__AIM OF THE EXERCISE__
Return every line in the entries below that contains the word "seat".

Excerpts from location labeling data
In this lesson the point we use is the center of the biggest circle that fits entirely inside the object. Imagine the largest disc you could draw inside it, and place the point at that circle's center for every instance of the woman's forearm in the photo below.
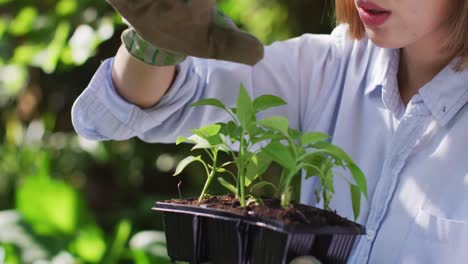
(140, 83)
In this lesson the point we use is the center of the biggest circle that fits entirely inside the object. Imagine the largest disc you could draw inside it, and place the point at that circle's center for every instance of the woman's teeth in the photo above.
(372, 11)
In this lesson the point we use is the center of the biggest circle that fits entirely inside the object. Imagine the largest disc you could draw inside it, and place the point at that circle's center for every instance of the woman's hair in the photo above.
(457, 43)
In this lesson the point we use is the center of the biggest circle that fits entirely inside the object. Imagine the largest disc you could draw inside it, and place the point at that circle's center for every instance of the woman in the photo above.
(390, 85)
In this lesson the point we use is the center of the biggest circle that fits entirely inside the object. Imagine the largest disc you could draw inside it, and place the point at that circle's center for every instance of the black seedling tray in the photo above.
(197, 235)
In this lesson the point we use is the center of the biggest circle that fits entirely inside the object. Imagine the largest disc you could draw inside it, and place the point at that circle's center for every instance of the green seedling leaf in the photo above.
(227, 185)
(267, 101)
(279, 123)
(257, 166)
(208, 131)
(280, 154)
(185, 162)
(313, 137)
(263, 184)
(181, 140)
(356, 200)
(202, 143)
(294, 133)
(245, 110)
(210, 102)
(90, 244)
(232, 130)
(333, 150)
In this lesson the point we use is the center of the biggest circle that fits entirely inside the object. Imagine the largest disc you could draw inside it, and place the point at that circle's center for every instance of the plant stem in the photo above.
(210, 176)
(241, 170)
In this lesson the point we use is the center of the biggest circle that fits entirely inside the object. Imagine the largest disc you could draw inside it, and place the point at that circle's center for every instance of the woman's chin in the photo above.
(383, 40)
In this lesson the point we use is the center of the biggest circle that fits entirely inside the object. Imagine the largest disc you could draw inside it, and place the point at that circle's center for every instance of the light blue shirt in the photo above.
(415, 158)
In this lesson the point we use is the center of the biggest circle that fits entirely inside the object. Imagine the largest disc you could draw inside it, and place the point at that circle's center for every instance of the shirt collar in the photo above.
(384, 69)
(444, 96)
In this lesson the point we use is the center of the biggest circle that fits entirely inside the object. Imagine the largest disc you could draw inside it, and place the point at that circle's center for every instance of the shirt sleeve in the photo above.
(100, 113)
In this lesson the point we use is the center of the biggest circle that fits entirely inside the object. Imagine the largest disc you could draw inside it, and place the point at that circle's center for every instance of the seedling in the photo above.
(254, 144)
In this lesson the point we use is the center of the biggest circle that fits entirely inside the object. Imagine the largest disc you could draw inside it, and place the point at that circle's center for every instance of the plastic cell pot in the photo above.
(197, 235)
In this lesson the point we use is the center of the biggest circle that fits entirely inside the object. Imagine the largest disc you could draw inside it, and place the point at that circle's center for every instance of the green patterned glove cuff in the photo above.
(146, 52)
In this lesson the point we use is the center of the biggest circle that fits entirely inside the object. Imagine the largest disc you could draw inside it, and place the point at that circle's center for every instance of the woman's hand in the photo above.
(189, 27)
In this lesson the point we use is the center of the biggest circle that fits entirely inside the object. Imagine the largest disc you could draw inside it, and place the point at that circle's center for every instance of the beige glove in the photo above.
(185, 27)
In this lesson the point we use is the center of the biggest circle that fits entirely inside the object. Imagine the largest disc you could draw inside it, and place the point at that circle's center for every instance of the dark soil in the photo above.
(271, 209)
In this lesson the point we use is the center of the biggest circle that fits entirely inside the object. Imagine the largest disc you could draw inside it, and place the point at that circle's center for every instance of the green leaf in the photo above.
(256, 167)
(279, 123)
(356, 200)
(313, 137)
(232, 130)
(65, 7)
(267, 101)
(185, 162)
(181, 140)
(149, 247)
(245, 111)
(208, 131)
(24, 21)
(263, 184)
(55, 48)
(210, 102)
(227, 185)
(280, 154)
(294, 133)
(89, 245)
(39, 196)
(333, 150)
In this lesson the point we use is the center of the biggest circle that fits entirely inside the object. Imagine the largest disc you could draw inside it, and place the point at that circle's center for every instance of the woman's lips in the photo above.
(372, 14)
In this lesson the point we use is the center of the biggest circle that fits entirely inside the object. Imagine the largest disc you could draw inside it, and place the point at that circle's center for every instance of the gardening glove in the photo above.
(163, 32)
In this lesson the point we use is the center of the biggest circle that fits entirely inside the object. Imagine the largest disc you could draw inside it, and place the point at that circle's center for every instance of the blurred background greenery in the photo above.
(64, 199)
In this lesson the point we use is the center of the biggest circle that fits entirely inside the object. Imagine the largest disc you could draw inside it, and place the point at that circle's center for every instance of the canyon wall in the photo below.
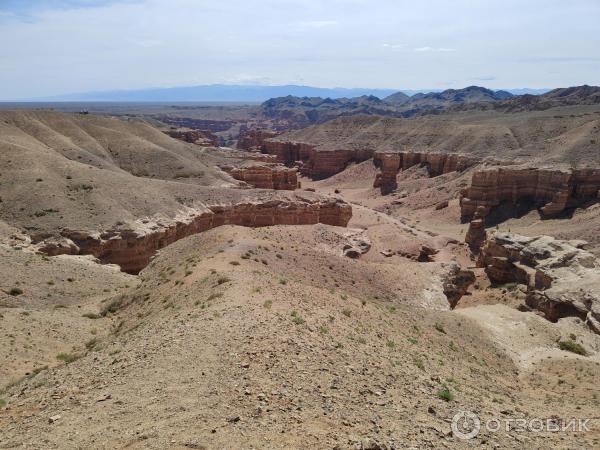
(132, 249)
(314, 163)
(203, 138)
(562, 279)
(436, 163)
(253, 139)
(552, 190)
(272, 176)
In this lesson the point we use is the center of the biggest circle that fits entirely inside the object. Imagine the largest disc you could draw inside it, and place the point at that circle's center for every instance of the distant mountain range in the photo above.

...

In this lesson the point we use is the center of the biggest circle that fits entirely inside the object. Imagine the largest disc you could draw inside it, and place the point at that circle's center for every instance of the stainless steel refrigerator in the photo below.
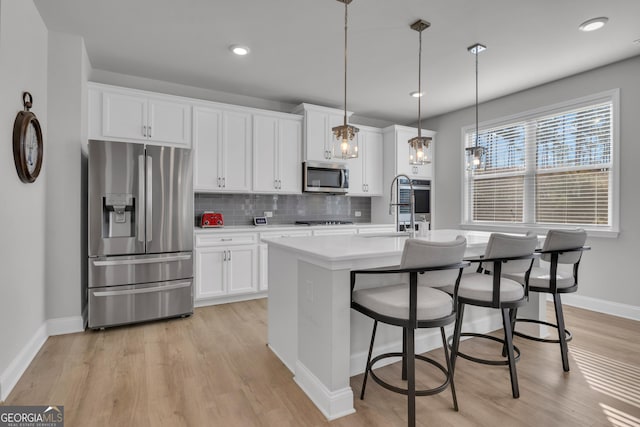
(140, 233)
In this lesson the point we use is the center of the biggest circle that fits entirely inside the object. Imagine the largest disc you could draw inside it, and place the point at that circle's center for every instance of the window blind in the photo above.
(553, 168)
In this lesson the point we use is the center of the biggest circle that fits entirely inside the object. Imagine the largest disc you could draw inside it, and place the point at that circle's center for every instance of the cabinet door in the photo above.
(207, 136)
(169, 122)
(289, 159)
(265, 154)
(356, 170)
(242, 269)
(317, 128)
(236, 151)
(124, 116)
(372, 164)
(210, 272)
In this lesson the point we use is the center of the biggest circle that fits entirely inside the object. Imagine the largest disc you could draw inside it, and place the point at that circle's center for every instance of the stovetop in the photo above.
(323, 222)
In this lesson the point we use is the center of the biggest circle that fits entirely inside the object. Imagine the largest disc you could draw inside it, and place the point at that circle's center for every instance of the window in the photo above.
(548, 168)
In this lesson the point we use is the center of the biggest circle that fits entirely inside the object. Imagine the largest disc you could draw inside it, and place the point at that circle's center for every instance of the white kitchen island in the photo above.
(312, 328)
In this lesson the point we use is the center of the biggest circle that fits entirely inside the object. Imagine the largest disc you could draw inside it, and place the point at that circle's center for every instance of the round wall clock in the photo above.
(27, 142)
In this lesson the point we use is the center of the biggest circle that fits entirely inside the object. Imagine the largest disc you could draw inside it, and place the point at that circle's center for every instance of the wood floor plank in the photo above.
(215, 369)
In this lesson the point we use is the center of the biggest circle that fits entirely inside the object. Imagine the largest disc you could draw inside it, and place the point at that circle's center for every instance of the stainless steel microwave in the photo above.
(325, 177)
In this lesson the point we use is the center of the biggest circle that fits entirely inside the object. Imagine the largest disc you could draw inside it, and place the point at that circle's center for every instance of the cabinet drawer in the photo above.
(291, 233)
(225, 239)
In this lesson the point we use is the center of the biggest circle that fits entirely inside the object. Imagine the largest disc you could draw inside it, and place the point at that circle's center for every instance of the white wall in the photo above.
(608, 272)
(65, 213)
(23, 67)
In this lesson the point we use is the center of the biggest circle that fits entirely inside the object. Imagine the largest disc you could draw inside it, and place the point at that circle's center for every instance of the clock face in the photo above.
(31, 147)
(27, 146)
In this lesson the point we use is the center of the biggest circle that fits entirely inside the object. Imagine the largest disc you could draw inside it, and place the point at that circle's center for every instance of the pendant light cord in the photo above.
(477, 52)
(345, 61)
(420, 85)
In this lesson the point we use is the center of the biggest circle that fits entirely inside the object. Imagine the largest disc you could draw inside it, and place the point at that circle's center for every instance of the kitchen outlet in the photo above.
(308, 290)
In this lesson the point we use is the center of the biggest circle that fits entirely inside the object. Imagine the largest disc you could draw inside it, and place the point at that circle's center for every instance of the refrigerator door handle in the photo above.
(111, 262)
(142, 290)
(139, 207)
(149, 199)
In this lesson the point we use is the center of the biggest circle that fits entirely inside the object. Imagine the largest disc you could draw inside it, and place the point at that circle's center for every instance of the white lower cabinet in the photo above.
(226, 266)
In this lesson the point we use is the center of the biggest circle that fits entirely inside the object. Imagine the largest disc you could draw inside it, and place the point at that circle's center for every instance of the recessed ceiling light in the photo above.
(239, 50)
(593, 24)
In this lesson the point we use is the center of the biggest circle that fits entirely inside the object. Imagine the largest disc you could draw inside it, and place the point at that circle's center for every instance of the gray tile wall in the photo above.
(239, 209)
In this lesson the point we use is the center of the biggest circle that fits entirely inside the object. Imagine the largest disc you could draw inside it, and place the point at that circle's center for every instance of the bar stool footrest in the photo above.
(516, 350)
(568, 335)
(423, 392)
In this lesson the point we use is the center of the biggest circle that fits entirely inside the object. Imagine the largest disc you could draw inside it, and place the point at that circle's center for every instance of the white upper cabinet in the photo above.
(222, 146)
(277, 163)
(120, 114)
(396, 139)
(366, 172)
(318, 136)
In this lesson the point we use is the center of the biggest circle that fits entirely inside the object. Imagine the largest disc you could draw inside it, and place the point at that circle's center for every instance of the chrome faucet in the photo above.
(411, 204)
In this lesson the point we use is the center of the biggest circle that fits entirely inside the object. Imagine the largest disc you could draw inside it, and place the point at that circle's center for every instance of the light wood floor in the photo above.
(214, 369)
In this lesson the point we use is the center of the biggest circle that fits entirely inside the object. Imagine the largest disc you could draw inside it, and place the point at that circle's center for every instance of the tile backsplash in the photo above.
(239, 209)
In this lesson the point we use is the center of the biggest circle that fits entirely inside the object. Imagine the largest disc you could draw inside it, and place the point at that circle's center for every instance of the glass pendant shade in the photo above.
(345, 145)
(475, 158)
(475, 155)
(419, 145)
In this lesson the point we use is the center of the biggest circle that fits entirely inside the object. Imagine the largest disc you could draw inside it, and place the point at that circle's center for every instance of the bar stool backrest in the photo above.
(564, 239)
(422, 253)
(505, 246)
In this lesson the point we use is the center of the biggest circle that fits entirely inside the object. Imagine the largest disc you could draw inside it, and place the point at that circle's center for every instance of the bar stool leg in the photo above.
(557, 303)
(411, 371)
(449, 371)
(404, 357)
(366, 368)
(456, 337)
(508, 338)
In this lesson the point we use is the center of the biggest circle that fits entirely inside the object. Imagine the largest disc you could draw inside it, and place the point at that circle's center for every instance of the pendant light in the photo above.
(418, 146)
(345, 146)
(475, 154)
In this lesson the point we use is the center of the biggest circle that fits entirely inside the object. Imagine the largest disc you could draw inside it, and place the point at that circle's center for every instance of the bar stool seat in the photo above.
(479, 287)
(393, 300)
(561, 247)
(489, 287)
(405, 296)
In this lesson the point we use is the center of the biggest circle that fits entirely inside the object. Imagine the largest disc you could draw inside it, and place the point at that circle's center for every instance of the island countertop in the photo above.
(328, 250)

__TASK OUTPUT__
In this lesson the point we use is the center of the biggest circle that fits entirely inside the object. Imagine the largest disc you could draw inside it, and place the point at that circle's center for every instance of the bar stool seat in the photo above.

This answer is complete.